Когда Черномырдин был уже послом в Украине, я пытался с ним поговорить о тех событиях. Он мне сказал: «Вот ты бы на моем месте побывал…» Я ему ответил: «А ты – на моем». В общем, разговор не получился. У нас, как я уже писал, были очень теплые отношения, и я решил их не портить, больше к этому не возвращался. Что было, то было. Я прекрасно понимаю, что Черномырдин хотел спасти заложников, но есть правила борьбы с терроризмом, и он их нарушил. Ну и, наверное, к тому времени он уже задумывался о перспективах президентства. Ельцин все чаще болел, выборы приближались… Роль миротворца для избирательной кампании была бы очень выигрышна. В реальности она потом досталась генералу Лебедю.
…Когда бандиты уехали, мы с Виктором Ериным первый раз приехали в гостиницу. Состояние было под стать настроению – хреновое. Кусок в горло все эти дни не лез. Я килограммов на двенадцать похудел за три дня. Потом сам себя на фотографии не узнал. Помылись, прилегли, в три ночи звонит вице-премьер Олег Сосковец: что там у вас, как. Если опустить сильные выражения, то я ответил: «Ну, как… Вы-то там сидите, в Москве… Почему не замочили их в Чечне?» Сосковец – мне: «Ну, ладно, ладно, Сергей… Как там Виктор Фёдорович?» Я говорю: «Виктор Фёдорович спит. И правильно делает». Утром встали, включили телевизор, а там идет повтор передачи, Жириновский и Немцов поливают друг друга апельсиновым соком. Тут такая трагедия, люди погибли, нашли что показывать… Пошел в город. Зачем – не знаю. Не мог не пойти. Бывает такое в жизни, когда ты делаешь что-то, не отдавая себе отчета – зачем. Люди меня узнавали, подходили, я ко всему был готов, но никто слова дурного не сказал. Мне надо было найти какие-то слова, объяснить, извиниться. Сказал: «Извините, такая беда… Ушли негодяи». Все говорили одно: «Надо было их добить!» Потом, через десять лет, я еще раз приезжал туда, когда отдыхал в Кисловодске. Сел за руль и поехал в эту больницу. Многие врачи там еще работали, узнали меня, поговорили…
В тот же день мы с Ериным улетели в Москву. У каждого в кармане лежало заявление об отставке. Сразу поехали к Ельцину, доложили. Поговорили очень коротко. Он сказал: «Ну, пока работайте». Потом собрал заседание Совета безопасности. Я выступил с основным докладом, в архивах он есть, но до сих пор на нем гриф «совершенно секретно». Рассказал, как все было на самом деле, проанализировал ошибки. Ельцин говорит: «Вы, знаю, заявление написали». – «Да, Борис Николаевич, за это надо отвечать». Ерин говорит: «Я тоже». Николай Егоров тоже заявление написал. Ну и, собственно, всё, потом состоялся указ об отставке. С Ериным ушли почти все его заместители, кроме одного, Куликова, – он стал новым министром.

(Исходные данные)
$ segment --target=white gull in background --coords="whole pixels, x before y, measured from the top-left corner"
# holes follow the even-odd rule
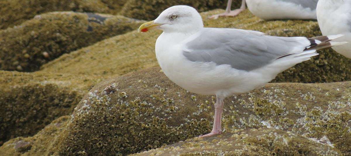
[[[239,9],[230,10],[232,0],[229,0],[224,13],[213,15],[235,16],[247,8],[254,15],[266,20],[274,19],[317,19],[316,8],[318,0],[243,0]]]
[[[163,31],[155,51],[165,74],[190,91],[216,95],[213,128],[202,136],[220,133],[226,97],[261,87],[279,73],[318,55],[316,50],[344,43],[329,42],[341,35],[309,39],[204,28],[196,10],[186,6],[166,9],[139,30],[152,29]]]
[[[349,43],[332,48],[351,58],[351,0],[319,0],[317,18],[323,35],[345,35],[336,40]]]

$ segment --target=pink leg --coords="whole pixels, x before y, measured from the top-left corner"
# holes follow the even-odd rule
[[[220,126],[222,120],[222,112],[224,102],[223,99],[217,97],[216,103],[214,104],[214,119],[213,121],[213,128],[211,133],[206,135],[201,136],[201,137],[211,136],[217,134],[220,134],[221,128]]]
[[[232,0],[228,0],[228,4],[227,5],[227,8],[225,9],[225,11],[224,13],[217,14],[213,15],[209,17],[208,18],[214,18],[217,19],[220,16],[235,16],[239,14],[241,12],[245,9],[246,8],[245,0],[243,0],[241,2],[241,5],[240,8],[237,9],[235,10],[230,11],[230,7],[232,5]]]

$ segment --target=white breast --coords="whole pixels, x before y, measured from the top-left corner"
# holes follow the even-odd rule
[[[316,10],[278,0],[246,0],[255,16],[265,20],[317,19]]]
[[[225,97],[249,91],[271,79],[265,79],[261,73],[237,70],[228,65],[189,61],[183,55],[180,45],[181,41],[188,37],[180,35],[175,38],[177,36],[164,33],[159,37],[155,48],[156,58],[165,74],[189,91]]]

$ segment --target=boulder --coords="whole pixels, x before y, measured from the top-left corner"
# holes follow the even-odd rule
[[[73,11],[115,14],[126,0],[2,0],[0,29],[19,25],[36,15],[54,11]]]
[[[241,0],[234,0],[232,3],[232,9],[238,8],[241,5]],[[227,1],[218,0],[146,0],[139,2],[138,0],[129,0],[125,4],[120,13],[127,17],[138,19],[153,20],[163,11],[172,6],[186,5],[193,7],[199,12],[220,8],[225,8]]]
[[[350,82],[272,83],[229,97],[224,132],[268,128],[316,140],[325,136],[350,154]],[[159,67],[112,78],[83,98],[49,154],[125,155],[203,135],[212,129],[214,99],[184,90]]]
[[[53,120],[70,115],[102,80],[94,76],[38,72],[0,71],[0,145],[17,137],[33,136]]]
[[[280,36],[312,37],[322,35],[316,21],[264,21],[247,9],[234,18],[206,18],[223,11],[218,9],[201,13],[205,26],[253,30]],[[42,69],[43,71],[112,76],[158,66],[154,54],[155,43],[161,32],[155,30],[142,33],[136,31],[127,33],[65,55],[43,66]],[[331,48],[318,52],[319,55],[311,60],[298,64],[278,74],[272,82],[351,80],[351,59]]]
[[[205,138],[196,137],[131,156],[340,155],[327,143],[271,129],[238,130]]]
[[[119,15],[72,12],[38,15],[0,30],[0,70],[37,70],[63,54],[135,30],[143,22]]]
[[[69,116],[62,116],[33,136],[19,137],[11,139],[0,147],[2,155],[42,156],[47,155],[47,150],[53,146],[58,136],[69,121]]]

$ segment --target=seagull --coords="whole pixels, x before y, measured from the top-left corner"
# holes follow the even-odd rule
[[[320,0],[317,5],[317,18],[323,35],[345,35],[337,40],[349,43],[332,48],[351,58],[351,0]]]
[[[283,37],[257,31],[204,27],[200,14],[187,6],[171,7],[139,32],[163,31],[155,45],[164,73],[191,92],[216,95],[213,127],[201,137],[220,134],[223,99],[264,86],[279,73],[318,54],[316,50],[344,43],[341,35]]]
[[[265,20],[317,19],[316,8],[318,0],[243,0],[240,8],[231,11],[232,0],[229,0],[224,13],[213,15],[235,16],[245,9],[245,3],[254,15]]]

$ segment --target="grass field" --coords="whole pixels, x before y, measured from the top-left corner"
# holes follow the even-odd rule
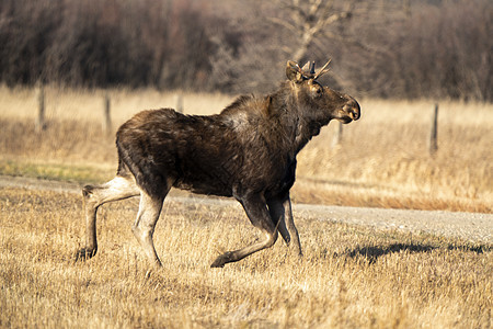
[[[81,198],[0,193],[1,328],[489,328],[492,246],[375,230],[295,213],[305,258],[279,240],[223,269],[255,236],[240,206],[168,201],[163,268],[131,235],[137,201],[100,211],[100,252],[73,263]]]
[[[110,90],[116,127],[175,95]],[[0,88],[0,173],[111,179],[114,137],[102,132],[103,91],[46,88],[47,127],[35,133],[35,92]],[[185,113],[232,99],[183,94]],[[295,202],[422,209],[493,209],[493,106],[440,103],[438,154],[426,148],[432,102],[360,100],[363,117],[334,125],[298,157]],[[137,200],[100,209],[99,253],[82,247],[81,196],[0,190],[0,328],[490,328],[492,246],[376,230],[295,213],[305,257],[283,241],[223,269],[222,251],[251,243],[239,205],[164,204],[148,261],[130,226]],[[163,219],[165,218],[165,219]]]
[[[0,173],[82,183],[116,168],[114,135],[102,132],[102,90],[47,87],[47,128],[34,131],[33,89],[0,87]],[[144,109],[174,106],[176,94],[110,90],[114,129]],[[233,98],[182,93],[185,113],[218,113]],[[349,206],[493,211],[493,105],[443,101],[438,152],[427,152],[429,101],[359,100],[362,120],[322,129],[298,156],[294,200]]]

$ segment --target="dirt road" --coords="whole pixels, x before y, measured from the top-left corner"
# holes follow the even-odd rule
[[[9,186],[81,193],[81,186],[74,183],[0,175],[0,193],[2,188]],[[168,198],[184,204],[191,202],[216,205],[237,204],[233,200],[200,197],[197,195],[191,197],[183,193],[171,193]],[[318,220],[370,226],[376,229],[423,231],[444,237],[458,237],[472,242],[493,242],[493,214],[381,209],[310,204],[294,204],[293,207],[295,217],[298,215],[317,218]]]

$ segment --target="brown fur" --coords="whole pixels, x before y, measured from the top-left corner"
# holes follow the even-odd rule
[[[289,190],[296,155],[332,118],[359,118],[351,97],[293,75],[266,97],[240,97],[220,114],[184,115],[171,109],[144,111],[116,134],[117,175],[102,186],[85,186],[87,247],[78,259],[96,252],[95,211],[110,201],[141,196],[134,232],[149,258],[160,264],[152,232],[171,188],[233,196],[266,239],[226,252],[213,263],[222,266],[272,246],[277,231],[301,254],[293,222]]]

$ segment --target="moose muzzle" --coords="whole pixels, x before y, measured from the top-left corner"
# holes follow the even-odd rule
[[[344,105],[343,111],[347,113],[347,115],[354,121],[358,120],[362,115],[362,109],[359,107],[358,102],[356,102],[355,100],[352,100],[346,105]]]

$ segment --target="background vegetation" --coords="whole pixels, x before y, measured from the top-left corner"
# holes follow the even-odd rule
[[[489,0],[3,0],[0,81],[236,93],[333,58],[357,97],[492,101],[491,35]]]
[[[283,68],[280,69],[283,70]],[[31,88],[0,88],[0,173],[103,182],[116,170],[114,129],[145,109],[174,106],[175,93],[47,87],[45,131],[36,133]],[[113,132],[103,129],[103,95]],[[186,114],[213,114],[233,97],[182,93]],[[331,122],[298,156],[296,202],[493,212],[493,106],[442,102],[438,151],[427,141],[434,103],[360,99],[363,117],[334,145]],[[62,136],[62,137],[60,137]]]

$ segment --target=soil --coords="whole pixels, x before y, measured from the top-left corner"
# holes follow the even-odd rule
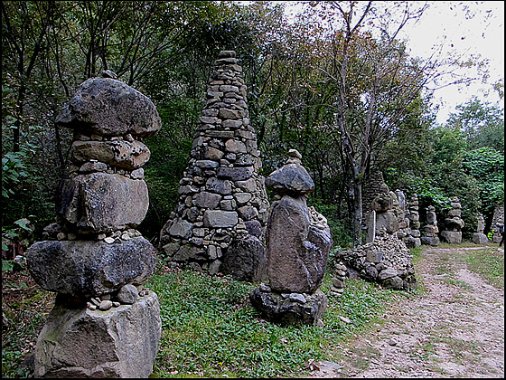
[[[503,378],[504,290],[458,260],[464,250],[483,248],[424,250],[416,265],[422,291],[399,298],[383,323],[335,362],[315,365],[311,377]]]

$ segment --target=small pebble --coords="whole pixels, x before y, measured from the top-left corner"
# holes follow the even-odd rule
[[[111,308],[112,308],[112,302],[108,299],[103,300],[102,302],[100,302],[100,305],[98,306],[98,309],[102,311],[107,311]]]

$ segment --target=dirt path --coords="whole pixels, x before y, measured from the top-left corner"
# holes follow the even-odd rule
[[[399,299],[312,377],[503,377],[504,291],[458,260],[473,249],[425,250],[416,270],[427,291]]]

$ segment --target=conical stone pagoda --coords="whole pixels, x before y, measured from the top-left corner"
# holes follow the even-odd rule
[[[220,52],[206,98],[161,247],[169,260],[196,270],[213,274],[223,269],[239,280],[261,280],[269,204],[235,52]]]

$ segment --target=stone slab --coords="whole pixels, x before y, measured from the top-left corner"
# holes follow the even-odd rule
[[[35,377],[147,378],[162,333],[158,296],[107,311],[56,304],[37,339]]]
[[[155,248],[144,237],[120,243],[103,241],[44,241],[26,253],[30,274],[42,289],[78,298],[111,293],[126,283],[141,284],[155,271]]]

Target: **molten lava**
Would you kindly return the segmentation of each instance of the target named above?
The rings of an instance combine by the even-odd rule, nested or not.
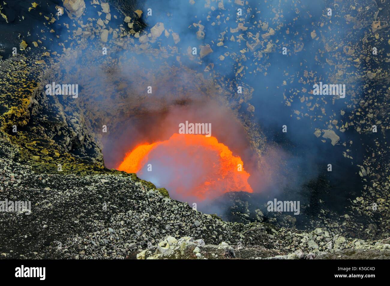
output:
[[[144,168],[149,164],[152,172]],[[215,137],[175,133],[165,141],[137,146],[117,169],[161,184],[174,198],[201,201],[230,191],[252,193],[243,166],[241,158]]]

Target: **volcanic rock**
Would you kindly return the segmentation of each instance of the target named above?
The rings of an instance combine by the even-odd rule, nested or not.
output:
---
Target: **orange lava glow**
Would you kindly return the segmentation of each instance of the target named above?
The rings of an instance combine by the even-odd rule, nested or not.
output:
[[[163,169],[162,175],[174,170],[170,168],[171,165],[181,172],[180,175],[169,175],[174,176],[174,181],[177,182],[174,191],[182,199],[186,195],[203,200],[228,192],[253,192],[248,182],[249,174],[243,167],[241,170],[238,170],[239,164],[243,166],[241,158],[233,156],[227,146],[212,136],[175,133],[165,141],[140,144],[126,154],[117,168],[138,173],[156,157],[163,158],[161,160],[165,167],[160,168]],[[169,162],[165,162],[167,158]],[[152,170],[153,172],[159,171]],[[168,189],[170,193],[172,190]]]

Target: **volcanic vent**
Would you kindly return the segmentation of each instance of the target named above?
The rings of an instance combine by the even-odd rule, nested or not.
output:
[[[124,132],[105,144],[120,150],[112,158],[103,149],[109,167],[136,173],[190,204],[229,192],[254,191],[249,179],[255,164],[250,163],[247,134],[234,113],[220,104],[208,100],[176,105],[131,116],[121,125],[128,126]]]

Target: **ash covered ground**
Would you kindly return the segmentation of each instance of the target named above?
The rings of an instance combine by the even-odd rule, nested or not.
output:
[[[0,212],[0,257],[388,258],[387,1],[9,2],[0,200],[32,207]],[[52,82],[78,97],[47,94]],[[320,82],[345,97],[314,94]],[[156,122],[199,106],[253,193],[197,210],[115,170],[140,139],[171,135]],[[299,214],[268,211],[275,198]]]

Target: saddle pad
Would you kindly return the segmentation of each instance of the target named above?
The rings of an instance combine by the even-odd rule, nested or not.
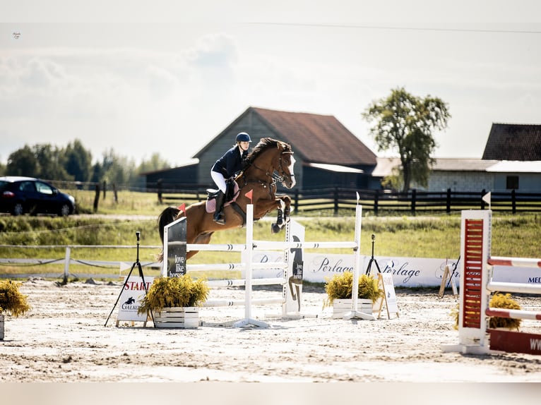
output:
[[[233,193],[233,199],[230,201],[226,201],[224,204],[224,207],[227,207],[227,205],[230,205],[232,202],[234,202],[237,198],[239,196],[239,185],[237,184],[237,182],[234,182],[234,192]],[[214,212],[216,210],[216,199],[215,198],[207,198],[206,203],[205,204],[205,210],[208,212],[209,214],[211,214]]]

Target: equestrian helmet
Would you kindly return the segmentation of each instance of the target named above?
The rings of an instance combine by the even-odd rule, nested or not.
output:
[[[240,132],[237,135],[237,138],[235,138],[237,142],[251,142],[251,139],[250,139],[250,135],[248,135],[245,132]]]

=== Задание 1 ===
Кто, согласно воспоминаниям об отставке после истории с заложниками, стал новым министром вместо Ерина?
=== Задание 2 ===
Продолжите воспоминания об отставке после истории с заложниками, начав сразу после последнего предложения.

=== Ответ на задание 1 ===
Куликов, единственный заместитель Ерина, который не ушёл вместе с ним.

=== Ответ на задание 2 ===
Когда Совет безопасности голосовал за наши отставки, мой уход не поддержали. Потом и Госдума не проголосовала за мою отставку. Но я прекрасно понимал, что как директор ФСБ обязан нести ответственность. С этим грузом тяжело было бы работать.
Я позвонил Ельцину после указа: «Борис Николаевич, сейчас съезжу на Лубянку, попрощаюсь с коллективом, если не возражаете». Он спрашивает: «Ну, а дальше-то что?» Я говорю: «Давайте я пойду на Академию ФСБ. Я доктор наук, преподавал, дело это люблю». – «Хорошо». Приехал на Лубянку, собрал весь личный состав, сказал им примерно то же, что и членам Совета безопасности. Попрощался и ушел. Ну, а в академию меня так и не пустили. Барсуков, которого назначили на мое место, сказал: «Мне тяжело будет, если бывший директор ФСБ станет руководить академией. Нам будет тесно».